DO THIS:
Copy every entry exactly.
┌─ THE INPUT
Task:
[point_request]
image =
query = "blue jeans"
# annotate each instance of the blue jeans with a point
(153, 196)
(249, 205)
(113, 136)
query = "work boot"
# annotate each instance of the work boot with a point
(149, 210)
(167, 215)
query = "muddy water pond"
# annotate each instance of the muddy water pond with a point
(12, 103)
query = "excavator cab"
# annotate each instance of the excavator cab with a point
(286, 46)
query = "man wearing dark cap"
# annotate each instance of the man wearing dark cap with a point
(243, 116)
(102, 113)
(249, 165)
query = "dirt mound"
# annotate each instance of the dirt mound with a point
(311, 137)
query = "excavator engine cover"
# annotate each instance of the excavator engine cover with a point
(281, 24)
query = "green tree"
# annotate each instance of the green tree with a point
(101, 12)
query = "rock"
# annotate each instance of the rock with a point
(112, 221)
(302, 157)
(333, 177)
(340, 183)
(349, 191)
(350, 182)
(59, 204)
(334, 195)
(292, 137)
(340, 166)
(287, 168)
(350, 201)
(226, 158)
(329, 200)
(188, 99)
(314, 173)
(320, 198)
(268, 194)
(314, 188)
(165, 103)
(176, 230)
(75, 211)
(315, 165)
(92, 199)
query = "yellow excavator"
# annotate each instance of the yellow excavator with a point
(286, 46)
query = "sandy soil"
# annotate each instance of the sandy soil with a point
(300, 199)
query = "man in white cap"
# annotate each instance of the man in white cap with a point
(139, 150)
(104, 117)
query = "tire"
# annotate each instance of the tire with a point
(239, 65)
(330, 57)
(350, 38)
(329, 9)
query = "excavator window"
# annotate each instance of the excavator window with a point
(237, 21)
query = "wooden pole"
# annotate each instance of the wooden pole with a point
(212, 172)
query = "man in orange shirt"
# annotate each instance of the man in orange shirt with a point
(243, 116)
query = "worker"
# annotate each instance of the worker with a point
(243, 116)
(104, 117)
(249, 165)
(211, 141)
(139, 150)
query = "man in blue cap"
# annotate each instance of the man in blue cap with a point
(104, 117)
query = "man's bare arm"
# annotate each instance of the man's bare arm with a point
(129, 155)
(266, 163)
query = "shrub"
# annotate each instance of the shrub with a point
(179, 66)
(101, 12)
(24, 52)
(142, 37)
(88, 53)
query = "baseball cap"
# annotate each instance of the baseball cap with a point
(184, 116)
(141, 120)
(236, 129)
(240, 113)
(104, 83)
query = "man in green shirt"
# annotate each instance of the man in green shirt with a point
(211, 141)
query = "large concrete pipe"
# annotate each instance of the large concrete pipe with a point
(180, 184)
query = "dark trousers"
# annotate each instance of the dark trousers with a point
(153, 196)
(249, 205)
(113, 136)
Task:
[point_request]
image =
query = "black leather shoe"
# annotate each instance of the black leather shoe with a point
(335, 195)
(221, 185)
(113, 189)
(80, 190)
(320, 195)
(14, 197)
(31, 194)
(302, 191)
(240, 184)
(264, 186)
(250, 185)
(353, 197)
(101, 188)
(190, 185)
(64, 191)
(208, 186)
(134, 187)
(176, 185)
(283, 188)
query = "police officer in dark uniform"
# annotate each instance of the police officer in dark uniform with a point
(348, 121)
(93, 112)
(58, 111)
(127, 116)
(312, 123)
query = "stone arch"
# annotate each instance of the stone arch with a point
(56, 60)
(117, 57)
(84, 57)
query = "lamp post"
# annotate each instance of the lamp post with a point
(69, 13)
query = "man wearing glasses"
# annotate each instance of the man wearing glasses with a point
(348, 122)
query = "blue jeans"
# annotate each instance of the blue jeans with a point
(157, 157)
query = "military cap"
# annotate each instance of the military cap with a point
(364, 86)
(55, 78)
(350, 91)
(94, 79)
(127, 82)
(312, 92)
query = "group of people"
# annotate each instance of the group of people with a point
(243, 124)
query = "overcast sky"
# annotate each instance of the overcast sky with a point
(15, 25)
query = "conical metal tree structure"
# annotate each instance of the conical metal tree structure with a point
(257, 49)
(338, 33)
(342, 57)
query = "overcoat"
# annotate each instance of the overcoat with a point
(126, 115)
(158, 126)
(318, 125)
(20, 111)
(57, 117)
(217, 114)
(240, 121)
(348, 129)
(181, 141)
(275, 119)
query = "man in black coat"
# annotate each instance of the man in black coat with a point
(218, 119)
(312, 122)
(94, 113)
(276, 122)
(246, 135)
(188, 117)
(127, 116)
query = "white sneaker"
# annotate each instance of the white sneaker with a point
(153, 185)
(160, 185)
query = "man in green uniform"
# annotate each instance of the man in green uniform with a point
└─
EXERCISE OUTPUT:
Task:
[point_request]
image =
query = "blue jeans"
# annotate each instance of the blue jeans with a point
(153, 196)
(249, 205)
(113, 136)
query = "work boot"
# annotate each instance of the work boot with a point
(149, 210)
(167, 215)
query = "muddy water pond"
# annotate each instance of the muddy water pond with a point
(12, 103)
query = "excavator cab"
# annotate each instance of the excavator cab with a point
(286, 46)
query = "man wearing dark cap"
# annotate each instance of the man wearing dark cap with a point
(243, 116)
(102, 113)
(249, 165)
query = "dirt mound"
# annotate each instance of the dirt mound with a point
(311, 137)
query = "excavator engine cover"
# annotate each instance of the excavator engine cover with a point
(281, 24)
query = "green tree"
# annotate each instance of the green tree with a point
(101, 12)
query = "rock"
# annotate each instance of the rock with a point
(112, 221)
(302, 157)
(333, 177)
(340, 183)
(349, 191)
(350, 182)
(59, 204)
(334, 195)
(292, 137)
(340, 166)
(287, 168)
(350, 201)
(226, 158)
(329, 200)
(188, 99)
(314, 173)
(320, 198)
(268, 194)
(314, 188)
(165, 103)
(176, 230)
(75, 211)
(315, 165)
(92, 199)
query = "yellow excavator"
# annotate each instance of the yellow excavator with a point
(286, 46)
query = "sandy soil"
# annotate each instance of the sandy soil with a point
(300, 199)
query = "man in white cap"
# annotate each instance of the man in white cap with a point
(139, 150)
(104, 117)
query = "tire"
# annotate each instance of the tire with a point
(239, 65)
(330, 57)
(350, 38)
(329, 9)
query = "excavator window"
# annotate each instance of the excavator window with a point
(237, 21)
query = "wooden pole"
# annotate each instance of the wooden pole with a point
(212, 172)
query = "man in orange shirt"
# annotate each instance of the man in orange shirt with a point
(243, 116)
query = "worker"
# annotate each instance of the worker with a point
(243, 116)
(104, 117)
(249, 165)
(211, 141)
(139, 150)
query = "man in blue cap"
# annotate each instance of the man in blue cap with a point
(104, 117)
query = "man's bare arm"
# annotate each instance of the man's bare arm with a point
(129, 155)
(266, 163)
query = "shrub"
# annotate each instance of the shrub with a point
(179, 66)
(101, 12)
(24, 52)
(142, 37)
(88, 53)
query = "baseball cap"
# annotate each instance of the baseball cap with a point
(184, 116)
(141, 120)
(236, 129)
(240, 113)
(104, 83)
query = "man in green shirt"
# annotate each instance of the man in green shirt with a point
(211, 141)
query = "large concrete pipe"
# annotate each instance of the large concrete pipe with a point
(180, 184)
query = "dark trousers"
# annotate each instance of the dark trousers with a point
(153, 196)
(249, 205)
(113, 136)
Task:
[point_request]
image =
query = "black leather shoe"
# annotate each instance of the black leather shoe with a point
(335, 195)
(221, 185)
(113, 189)
(80, 190)
(320, 195)
(14, 197)
(31, 194)
(302, 191)
(240, 184)
(264, 186)
(250, 185)
(353, 197)
(101, 188)
(190, 185)
(64, 191)
(208, 186)
(134, 187)
(176, 185)
(283, 188)
query = "police officer in dark uniform"
# annotate each instance of the police officer in dark uniform with a point
(348, 121)
(93, 112)
(58, 111)
(127, 116)
(312, 123)
query = "stone arch"
# annotate each instance of the stone arch with a point
(56, 60)
(117, 57)
(84, 57)
query = "lamp post"
# annotate each instance of the lamp post with a point
(69, 13)
query = "man wearing glasses"
# annotate each instance of the man wearing glasses with a point
(348, 122)
query = "blue jeans"
# annotate each instance of the blue jeans with a point
(157, 157)
query = "military cap"
# annotate each instance of the military cap with a point
(364, 86)
(55, 78)
(350, 91)
(94, 79)
(127, 82)
(312, 92)
query = "group of people"
# annotate each instance of the group of people with a point
(243, 124)
query = "overcast sky"
# annotate each instance of the overcast sky with a point
(15, 25)
query = "conical metal tree structure"
# annotate each instance of the conical metal tree structure with a point
(257, 49)
(338, 33)
(342, 57)
query = "overcoat"
# annotate each instance of the overcoat with a point
(126, 115)
(158, 126)
(318, 125)
(20, 111)
(57, 117)
(217, 114)
(240, 121)
(348, 129)
(181, 141)
(275, 119)
query = "man in black coat"
# annotate each instance of the man in black coat with a point
(218, 119)
(312, 122)
(94, 113)
(276, 122)
(246, 135)
(188, 117)
(127, 116)
query = "white sneaker"
# annotate each instance of the white sneaker with a point
(153, 185)
(160, 185)
query = "man in green uniform"
# annotate each instance of the man in green uniform with a point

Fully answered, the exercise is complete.